What to work on >>
a – In the summary of reactions to the desktop UX talk, which style of Windows interface is repeatedly cited as a high-water mark?
b – Write the next part of the summary of reactions to the desktop UX talk, picking up after its last line.

Excerpted passage >>
- - - -

Are we stuck with the same Desktop UX forever? [video]

Overall reaction to the talk

  • Many commenters found the talk “fantastic,” clear, and refreshingly focused on UX fundamentals rather than superficial UI trends.
  • Several appreciated how it framed nuanced, often-overlooked problems (e.g., file dragging, text selection, learning loops).
  • A minority bounced off it due to an anti‑AI/ethics mini‑rant near the end, feeling that was off‑topic or dismissive of AI’s HCI potential.

Stagnation vs “appliance maturity”

  • One camp argues desktop UX is effectively “done”: like cars, washing machines, or bicycles, it has reached an “appliance” stage where only incremental tweaks make sense.
  • Another camp sees this as a local maximum driven by decades‑old path dependence, not an inherent optimum; they believe there’s still huge unexplored potential in richer, more integrated desktops.
  • Windows‑95/2000‑style UX (classic taskbar, clear affordances, consistent menus) is repeatedly cited as a high‑water mark; many feel modern OSs worsened basics (latency, clarity, consistency).

Form factors and failed alternatives

  • Several note that the core pattern—keyboard + screen + pointing device + windows—has survived from mainframes to laptops and phones because competing form factors (VR/AR, wearables, pure voice, implants) haven’t proven broadly useful or comfortable.
  • Others counter that this is a social and economic failure, not a technical inevitability: people invested early in bad, clunky desktops but never gave other paradigms the same runway.

Specific UX pain points and ideas

  • Recurrent gripes: mobile text selection, browser tab overload, hamburger menus, hidden scrollbars, titlebars turning into toolbars.
  • Proposals include:
    • Global incremental search/narrowing (Helm‑style) across all selections and documents.
    • System‑level clipboard/file “canvases” and integrated window+file+clipboard workflows.

- - - -

Listed records >>
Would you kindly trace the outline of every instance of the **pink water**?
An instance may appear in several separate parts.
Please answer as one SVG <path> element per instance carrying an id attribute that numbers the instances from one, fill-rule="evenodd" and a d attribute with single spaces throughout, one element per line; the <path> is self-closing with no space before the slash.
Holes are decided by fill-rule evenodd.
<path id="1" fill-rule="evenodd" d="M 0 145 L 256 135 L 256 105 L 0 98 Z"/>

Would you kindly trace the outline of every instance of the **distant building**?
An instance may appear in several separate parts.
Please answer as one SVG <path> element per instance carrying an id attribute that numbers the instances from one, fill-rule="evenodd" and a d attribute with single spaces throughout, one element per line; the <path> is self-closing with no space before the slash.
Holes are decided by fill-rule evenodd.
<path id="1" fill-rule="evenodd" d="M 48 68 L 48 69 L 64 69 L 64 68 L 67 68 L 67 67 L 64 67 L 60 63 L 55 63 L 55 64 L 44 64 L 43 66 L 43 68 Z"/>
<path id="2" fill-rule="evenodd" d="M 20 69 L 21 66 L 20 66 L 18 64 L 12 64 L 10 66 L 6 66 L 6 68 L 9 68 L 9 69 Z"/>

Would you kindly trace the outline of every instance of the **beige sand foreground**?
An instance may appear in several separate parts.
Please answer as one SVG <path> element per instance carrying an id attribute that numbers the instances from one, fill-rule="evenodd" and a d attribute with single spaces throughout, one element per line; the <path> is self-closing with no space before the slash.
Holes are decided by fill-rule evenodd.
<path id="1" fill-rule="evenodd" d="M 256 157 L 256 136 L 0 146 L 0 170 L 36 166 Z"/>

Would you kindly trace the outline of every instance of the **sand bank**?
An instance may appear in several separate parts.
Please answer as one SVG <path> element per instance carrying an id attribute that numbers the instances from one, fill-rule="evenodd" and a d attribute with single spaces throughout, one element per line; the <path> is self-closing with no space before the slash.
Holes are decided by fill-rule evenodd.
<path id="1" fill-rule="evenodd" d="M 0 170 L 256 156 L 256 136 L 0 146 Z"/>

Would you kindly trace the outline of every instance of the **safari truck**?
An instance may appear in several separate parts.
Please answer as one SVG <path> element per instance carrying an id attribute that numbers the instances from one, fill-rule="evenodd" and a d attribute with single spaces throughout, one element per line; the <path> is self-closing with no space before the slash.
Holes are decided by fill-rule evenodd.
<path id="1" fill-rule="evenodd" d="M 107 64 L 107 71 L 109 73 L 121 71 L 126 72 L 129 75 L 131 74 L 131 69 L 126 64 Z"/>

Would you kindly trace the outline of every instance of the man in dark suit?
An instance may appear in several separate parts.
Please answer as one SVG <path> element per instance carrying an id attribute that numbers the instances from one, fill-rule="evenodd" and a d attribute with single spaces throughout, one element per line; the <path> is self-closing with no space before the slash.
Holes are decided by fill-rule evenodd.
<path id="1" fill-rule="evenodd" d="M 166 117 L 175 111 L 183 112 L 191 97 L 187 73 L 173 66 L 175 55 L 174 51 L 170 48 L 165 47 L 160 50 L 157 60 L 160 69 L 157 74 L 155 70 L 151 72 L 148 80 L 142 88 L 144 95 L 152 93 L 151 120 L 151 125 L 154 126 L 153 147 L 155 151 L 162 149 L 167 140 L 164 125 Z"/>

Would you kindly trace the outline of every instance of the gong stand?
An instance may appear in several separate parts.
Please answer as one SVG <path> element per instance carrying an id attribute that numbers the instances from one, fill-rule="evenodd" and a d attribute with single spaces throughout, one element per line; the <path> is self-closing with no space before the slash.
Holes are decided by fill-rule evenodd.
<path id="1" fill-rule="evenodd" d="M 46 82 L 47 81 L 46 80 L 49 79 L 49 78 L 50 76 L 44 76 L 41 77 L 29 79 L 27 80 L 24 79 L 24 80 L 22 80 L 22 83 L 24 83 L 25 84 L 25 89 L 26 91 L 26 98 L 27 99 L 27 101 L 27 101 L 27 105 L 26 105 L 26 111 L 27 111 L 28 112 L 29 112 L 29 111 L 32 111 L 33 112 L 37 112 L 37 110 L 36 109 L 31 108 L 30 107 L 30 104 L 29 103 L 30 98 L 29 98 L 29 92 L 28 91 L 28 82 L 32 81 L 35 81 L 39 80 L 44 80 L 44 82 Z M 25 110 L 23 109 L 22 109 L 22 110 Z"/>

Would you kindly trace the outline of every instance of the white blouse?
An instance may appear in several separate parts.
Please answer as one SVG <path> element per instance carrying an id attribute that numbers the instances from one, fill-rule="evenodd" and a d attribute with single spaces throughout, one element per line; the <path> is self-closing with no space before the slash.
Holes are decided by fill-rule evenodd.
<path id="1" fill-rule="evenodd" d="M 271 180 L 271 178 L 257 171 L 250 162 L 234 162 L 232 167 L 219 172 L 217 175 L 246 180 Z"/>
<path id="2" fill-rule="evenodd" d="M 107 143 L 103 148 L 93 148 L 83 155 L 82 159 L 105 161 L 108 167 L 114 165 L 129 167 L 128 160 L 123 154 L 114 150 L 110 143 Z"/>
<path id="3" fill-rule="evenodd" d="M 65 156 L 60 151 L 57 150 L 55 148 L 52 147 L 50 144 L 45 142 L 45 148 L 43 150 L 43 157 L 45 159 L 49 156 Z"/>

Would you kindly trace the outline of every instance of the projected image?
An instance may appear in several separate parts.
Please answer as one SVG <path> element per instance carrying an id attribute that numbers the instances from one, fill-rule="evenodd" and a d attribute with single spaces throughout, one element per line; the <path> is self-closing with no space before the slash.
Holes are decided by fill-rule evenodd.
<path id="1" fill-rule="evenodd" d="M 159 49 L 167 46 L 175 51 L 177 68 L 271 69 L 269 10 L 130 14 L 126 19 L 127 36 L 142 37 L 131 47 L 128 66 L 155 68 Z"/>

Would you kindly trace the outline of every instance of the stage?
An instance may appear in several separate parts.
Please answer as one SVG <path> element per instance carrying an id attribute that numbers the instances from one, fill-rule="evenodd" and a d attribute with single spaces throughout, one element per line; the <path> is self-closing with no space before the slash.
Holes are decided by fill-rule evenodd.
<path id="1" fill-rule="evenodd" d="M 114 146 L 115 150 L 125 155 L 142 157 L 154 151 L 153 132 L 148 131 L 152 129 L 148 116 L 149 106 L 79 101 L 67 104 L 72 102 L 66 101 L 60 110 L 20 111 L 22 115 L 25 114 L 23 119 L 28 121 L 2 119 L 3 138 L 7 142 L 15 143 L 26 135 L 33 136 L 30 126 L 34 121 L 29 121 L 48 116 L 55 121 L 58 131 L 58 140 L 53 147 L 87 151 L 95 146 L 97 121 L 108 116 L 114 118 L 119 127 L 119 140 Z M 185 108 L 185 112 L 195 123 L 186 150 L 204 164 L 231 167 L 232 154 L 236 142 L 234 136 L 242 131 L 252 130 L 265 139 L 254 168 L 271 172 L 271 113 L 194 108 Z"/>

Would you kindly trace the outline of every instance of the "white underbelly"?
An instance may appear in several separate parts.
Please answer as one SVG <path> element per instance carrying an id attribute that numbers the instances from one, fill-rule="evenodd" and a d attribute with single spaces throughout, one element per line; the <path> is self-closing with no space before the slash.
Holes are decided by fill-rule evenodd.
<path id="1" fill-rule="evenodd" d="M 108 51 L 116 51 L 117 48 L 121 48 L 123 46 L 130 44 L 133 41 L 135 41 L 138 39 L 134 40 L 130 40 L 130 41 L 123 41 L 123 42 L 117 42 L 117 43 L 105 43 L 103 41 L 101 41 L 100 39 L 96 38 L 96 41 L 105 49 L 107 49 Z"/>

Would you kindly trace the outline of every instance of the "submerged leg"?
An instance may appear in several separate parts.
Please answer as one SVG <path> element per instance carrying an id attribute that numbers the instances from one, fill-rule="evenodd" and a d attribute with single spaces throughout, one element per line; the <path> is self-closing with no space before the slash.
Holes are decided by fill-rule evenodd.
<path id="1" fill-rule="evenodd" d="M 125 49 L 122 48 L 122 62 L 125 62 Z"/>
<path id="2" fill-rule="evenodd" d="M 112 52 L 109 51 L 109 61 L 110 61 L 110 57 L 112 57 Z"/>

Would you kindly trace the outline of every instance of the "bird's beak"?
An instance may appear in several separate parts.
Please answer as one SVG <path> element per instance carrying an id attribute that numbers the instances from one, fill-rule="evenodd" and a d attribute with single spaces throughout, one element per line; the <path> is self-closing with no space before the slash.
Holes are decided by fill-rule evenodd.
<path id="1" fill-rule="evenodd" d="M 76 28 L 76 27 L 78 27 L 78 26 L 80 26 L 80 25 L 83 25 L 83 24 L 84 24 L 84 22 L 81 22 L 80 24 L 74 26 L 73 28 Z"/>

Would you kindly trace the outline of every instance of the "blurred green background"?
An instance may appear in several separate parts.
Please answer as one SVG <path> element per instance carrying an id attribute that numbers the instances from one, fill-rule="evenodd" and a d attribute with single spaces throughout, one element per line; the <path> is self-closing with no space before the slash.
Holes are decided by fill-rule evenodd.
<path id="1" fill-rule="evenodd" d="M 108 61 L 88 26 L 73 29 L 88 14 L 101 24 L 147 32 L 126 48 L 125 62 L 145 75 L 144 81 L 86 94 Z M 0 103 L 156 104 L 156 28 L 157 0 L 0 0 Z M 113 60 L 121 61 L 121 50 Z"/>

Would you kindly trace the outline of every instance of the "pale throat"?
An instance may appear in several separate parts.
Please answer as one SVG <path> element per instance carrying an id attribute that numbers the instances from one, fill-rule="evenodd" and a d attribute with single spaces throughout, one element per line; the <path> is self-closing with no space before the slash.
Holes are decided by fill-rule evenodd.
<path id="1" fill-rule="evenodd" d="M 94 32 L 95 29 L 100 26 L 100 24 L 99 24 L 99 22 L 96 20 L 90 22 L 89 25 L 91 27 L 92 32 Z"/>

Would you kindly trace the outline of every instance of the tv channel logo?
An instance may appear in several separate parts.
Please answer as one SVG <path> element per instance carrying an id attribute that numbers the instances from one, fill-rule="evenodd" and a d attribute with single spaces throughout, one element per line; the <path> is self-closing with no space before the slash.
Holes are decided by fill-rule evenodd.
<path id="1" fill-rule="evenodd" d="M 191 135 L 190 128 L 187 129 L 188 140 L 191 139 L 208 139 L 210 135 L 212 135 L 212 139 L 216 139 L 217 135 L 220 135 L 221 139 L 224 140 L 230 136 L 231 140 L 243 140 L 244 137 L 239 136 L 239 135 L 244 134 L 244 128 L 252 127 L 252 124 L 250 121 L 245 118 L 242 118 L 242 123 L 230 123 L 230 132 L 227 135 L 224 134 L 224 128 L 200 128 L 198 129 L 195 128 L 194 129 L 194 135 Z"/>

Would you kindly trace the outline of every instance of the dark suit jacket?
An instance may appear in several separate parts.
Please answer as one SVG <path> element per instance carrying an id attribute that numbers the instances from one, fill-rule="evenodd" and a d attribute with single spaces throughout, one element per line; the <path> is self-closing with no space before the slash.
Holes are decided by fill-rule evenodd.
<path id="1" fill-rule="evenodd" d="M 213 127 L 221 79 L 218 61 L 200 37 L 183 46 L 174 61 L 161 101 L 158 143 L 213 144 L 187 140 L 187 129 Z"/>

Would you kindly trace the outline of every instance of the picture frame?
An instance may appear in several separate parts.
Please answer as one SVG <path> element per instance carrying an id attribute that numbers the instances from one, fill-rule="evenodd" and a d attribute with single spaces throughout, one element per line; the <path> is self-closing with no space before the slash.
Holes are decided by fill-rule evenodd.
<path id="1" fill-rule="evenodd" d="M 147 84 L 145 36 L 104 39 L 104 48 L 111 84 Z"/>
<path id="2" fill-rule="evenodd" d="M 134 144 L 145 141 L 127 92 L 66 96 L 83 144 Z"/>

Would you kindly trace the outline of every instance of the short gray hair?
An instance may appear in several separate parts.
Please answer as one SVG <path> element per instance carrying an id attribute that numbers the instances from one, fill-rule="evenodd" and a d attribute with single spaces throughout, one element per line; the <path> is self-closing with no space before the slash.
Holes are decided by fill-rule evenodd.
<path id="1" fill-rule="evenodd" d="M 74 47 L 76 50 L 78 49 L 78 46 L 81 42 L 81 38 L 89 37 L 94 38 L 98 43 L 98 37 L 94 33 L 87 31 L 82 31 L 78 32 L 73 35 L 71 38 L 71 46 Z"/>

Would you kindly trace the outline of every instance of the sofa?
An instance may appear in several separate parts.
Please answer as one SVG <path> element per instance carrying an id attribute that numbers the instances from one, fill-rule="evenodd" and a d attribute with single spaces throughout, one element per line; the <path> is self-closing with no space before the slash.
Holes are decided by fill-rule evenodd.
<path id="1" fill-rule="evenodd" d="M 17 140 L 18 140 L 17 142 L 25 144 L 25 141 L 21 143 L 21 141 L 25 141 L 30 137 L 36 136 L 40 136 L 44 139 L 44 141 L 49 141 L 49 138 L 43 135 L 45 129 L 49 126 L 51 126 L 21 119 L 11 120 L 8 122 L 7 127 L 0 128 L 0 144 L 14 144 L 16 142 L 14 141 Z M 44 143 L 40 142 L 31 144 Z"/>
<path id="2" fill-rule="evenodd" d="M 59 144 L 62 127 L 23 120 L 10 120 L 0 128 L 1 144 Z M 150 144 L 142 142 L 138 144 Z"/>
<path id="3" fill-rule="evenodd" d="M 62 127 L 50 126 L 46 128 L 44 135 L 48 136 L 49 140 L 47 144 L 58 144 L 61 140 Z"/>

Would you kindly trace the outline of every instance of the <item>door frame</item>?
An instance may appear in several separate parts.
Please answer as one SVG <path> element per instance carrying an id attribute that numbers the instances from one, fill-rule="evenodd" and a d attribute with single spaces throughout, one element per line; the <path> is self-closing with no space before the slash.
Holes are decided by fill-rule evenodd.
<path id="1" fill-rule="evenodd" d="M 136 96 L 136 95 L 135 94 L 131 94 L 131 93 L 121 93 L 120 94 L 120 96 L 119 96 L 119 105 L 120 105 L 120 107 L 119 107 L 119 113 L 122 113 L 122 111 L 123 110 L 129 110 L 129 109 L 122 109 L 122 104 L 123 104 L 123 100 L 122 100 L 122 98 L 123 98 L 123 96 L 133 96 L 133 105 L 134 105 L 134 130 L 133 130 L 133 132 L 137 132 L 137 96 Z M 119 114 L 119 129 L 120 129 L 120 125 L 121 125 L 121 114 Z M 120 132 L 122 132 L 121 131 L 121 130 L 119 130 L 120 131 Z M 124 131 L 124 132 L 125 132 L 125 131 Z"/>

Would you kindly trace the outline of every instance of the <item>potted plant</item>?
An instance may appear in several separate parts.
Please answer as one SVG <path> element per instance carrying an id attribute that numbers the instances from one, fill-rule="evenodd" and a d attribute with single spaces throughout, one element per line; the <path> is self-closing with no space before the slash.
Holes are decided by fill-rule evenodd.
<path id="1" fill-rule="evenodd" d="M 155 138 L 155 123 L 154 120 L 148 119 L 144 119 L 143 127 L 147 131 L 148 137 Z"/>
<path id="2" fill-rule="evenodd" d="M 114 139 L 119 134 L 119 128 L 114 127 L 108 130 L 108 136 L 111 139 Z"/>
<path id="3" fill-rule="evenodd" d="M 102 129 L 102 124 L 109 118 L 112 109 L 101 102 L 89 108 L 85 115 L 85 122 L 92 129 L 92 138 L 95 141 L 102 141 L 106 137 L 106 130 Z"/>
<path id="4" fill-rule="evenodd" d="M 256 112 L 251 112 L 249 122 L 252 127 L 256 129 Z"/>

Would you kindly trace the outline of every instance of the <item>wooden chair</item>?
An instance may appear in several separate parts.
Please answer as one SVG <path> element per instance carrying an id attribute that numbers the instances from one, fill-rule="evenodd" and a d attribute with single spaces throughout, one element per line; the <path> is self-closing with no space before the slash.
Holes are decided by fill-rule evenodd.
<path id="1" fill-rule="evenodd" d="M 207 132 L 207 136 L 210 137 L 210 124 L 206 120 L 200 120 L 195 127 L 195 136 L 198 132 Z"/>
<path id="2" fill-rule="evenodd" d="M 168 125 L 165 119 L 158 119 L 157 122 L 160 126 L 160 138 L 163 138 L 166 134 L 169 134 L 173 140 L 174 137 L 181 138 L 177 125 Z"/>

- - - -

Results >>
a – Windows‑95/2000‑style UX, with its classic taskbar, clear affordances, and consistent menus.

b –
    • Research‑mode browsing that forces structured notes and generates reports from tab trees.
    • Context‑aware or “endless canvas” desktops and Newton/HyperCard‑like “frames” plus LLM/RAG layers.

Configurability vs consistency

  • Strong frustration that modern systems remove options; several want more power‑user configuration even at the cost of complexity.
  • Others stress consistency and “convention over configuration,” arguing that most people won’t tune settings and that UX coherence matters more than maximal flexibility.

Commercial incentives and ecosystems

  • Many blame current stagnation/degradation on ad‑driven, lock‑in‑oriented business models and MBAs prioritizing monetization over usability.
  • There’s some optimism that open‑source desktops (notably specific Linux environments and tiling/novel shells) are pushing new ideas, though fragmentation and limited resources are seen as constraints.

Futures: AI and sci‑fi metaphors

  • Debate over whether AI is the natural successor to WIMP interfaces vs a distraction with ethical and environmental downsides.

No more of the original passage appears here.